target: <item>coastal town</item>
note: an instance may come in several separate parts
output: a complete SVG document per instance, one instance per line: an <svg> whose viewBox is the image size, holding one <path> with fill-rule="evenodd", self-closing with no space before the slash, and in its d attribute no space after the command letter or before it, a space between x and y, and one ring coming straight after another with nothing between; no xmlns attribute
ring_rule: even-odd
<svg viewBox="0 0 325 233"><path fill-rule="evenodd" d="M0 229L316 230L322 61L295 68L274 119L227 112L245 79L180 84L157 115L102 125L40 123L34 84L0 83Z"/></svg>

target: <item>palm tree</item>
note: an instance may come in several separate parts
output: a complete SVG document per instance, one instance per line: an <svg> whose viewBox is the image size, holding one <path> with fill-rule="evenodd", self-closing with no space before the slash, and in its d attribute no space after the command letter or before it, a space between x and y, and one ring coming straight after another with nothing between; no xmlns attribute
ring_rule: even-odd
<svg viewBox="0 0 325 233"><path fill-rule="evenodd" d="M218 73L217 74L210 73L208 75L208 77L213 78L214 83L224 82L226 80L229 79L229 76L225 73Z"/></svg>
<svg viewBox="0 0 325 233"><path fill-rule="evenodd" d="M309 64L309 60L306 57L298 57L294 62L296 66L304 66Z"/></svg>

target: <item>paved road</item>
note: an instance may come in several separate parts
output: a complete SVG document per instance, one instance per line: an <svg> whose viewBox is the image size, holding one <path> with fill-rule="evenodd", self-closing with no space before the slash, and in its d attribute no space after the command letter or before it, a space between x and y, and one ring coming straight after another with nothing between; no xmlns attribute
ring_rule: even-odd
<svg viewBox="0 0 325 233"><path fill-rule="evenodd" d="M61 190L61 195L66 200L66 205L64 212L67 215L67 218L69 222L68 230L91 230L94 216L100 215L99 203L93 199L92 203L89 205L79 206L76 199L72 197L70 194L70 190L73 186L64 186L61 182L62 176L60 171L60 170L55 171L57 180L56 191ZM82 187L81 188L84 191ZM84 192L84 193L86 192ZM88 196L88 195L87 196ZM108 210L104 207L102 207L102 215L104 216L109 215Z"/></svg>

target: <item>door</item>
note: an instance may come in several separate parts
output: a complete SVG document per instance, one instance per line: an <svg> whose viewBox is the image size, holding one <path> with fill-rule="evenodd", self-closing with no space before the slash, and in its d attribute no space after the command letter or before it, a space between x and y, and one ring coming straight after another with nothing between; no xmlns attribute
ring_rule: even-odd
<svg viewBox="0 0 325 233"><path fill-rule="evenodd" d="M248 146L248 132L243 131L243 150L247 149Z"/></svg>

----------

■ **Stated goal**
Rewrite all of the data above, putting "distinct pieces" wherever "separate parts" appears and leaving everything else unchanged.

■ **Reply**
target: <item>coastal town</item>
note: an instance may come in several distinct pieces
output: a complete SVG document per instance, one instance per line: an <svg> whose viewBox is the image size, holding one <path> with fill-rule="evenodd", self-closing with no space before the slash, and in its d attribute no space after the command letter or before it, a space between x and y, and one ring coming straight after another with nothing between; no xmlns attribute
ring_rule: even-odd
<svg viewBox="0 0 325 233"><path fill-rule="evenodd" d="M0 229L316 230L322 61L295 68L274 119L227 112L245 79L180 84L157 115L102 125L40 123L34 84L0 83Z"/></svg>

target: <item>palm tree</item>
note: an instance may come in several distinct pieces
output: a complete SVG document per instance, one instance per line: an <svg> whose viewBox is the image size, holding one <path> with fill-rule="evenodd", self-closing with no space before the slash, and in its d attribute no space after the command letter or before it, a space between x and y, and one ring coming straight after another with nothing between; no xmlns attribute
ring_rule: even-odd
<svg viewBox="0 0 325 233"><path fill-rule="evenodd" d="M218 73L217 74L210 73L208 75L208 77L213 78L214 83L224 82L226 80L229 79L229 76L225 73Z"/></svg>
<svg viewBox="0 0 325 233"><path fill-rule="evenodd" d="M309 64L309 60L306 57L298 57L294 62L296 66L304 66Z"/></svg>

target: <item>paved road</item>
note: an instance may come in several distinct pieces
output: a complete SVG document per instance, one instance per line: an <svg> whose viewBox is the image size, holding one <path> with fill-rule="evenodd", self-closing with no space before the slash, and in its d attribute no space after the command letter or before it, a space between x and y, and one ring coming straight after another with nothing between; no xmlns attribute
ring_rule: even-odd
<svg viewBox="0 0 325 233"><path fill-rule="evenodd" d="M61 190L61 195L66 200L66 205L64 212L67 215L67 218L69 222L68 230L91 230L94 216L100 215L99 203L93 199L92 203L89 205L79 206L76 199L72 197L70 194L70 190L73 186L64 186L61 182L62 176L60 171L60 170L55 171L57 180L56 191ZM82 187L81 188L84 191ZM84 192L84 193L86 192ZM88 196L88 195L87 196ZM108 210L104 207L102 207L102 215L104 216L109 215Z"/></svg>

target: <item>door</item>
note: an instance may come in several distinct pieces
output: a complete SVG document per instance, one instance per line: an <svg> whose viewBox is the image size, holding one <path> with fill-rule="evenodd", self-closing with no space before the slash, and in its d attribute no space after the command letter or before it, a space between x and y, and one ring coming straight after another with nothing between; no xmlns attribute
ring_rule: even-odd
<svg viewBox="0 0 325 233"><path fill-rule="evenodd" d="M248 146L248 132L243 131L243 150L247 149Z"/></svg>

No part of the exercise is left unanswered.